Your instructions:
Show every line in the lines below that contains the string "path", case-sensitive.

'''

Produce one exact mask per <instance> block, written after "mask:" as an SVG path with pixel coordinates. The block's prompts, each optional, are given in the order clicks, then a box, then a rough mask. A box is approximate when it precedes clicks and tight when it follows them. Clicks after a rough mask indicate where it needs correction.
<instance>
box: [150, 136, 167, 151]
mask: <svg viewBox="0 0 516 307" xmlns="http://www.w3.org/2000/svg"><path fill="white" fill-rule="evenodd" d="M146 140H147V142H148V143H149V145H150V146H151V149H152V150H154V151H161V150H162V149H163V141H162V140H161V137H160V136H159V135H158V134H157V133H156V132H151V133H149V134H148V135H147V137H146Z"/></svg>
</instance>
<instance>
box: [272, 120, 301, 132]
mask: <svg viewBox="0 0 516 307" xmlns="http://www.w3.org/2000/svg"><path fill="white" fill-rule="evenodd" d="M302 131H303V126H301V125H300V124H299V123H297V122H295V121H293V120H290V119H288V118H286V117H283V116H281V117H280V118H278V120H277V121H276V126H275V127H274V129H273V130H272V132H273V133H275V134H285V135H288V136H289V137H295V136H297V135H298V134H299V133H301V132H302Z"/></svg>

'''

Exercise output:
Produce one exact mask per <instance> block, written after "mask:" as an SVG path with pixel coordinates. The block's prompts, each optional, are given in the order clicks, then a box, then a rough mask. A box is approximate when it precedes clicks and tight when it follows them. Clicks after a rough mask indicate where it needs correction.
mask: <svg viewBox="0 0 516 307" xmlns="http://www.w3.org/2000/svg"><path fill="white" fill-rule="evenodd" d="M146 140H147V142H148V143H149V145H150V146H151V149H152V150H154V151H161V150H162V149H163V141H162V140H161V137H160V136H159V135H158V134H157V133H156V132H151V133H149V134H148V135H147V137H146Z"/></svg>
mask: <svg viewBox="0 0 516 307" xmlns="http://www.w3.org/2000/svg"><path fill="white" fill-rule="evenodd" d="M302 131H303V126H301V125H300V124H299V123H297V122H295V121H293V120H290V119H288V118H286V117H283V116H281V117H280V118H278V120H277V121H276V126H275V127H274V129H273V130H272V132H273V133H275V134H285V135H288V136H289V137H295V136H297V135H298V134H299V133H301V132H302Z"/></svg>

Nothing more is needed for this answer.